## Exercise goal
Please restate the records below word for word, leaving out every picture.

Annotated photo localization data
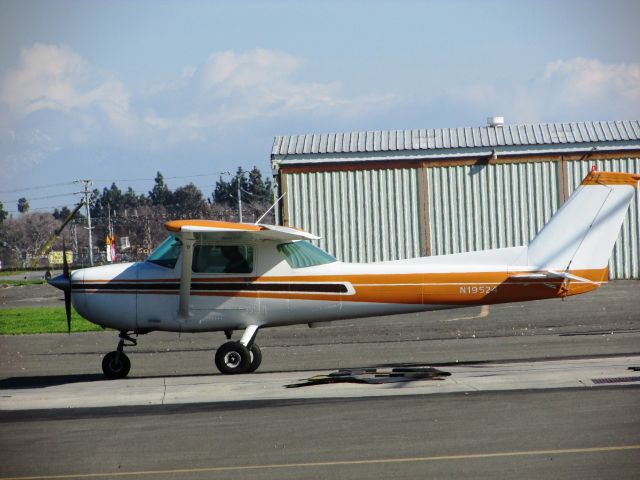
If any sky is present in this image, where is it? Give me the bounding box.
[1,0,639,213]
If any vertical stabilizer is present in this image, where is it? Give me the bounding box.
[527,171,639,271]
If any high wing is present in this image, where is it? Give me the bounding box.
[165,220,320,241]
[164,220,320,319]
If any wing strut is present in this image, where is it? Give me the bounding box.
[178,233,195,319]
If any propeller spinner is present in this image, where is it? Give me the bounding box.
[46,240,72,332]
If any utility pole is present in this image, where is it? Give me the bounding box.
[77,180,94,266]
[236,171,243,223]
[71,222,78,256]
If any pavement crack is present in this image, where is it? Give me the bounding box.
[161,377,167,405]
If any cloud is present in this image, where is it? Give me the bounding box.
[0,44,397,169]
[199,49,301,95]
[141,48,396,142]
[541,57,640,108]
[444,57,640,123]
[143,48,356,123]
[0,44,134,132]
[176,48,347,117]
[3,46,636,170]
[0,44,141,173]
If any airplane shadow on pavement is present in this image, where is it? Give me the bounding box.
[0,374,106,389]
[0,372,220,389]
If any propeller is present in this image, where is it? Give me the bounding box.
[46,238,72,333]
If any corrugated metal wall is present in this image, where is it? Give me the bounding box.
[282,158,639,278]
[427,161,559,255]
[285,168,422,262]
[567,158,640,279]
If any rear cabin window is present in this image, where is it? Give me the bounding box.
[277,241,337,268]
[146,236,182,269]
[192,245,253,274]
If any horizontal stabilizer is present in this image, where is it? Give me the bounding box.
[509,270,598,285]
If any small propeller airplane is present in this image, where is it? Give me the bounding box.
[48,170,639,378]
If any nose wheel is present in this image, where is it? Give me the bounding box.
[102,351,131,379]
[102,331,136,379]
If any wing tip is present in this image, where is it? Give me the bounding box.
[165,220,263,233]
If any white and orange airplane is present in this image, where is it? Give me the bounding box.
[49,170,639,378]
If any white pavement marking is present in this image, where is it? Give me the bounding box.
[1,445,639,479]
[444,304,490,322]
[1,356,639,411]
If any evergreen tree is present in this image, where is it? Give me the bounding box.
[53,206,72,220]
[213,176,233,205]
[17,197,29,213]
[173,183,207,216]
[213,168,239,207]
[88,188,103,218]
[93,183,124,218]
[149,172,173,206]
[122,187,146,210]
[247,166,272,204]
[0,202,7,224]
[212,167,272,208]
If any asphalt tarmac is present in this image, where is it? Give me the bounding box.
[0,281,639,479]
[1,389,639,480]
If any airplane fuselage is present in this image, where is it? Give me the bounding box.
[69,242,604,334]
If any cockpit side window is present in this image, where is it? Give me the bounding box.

## Response
If any sky is present in this image, where is it? Give me the bounding box.
[1,0,639,213]
If any vertical stabilizer is present in this image, where is it? Give me the bounding box.
[527,171,639,271]
If any high wing is present in this image, where is it? Give me the bounding box.
[165,220,320,241]
[164,220,320,319]
If any wing strut is present in this image, where is it? Give me the bounding box.
[178,233,195,319]
If any propeller spinner is present in this image, where is it? Give me the bounding box.
[46,240,72,332]
If any utility pole is present in this image, where is it? Give me the bounding box.
[77,180,94,266]
[236,171,243,223]
[71,222,78,256]
If any pavement crack is present in this image, where is it? Give me the bounding box.
[161,377,167,405]
If any cloud is present in this image, where is it? Give me the bounding box.
[0,44,397,169]
[199,49,301,95]
[141,48,396,142]
[541,57,640,108]
[444,57,640,123]
[143,48,356,123]
[0,44,134,132]
[176,48,347,117]
[3,46,636,170]
[0,44,141,173]
If any airplane shadow on pavement is present in this image, where is it? Give me the bounding box.
[0,374,106,389]
[0,372,220,389]
If any propeller is present in this image, where is it? Give me the bounding box.
[46,238,72,333]
If any corrugated metal wall is present in this image, where is it? Give me the bounding box.
[282,158,639,278]
[427,161,559,255]
[285,168,422,262]
[567,158,640,279]
If any rear cabin window is present in this image, where is it? Give me the bounding box.
[277,241,337,268]
[146,236,182,269]
[192,245,253,274]
If any horizontal stabilizer is present in this image, where is it? Give me the bounding box.
[509,270,598,285]
If any small propeller airplane is present in this image, where is it? Give me the bounding box.
[48,170,639,378]
If any nose wheel is present in this image, where is it? Give me the bounding box.
[102,351,131,379]
[102,331,136,379]
If any wing tip is present in this image, where is it? Give me the bounding box.
[165,220,263,233]
If any white and orange airplane is present in this image, where is it? Give me the bounding box.
[49,170,639,378]
If any white pavement marking is present in this image, where is it? Give me the bounding box.
[1,445,639,479]
[444,304,490,322]
[1,356,639,411]
If any evergreen tree is present in this image, where is it? Give me the bounding box.
[53,206,72,220]
[213,176,233,205]
[17,197,29,213]
[173,183,207,216]
[213,168,239,207]
[88,188,103,218]
[93,183,124,218]
[149,172,173,206]
[122,187,146,210]
[247,166,272,204]
[0,202,7,224]
[212,167,272,208]
If any asphalt tarmac is present in this image, where is it? Give me the bounding box.
[0,281,639,479]
[1,389,639,480]
If any airplane fuselage is present in this image, where is it? Give me the bounding box.
[69,242,604,334]
If any cockpit side window is present in this image, where is it? Give me the bounding box.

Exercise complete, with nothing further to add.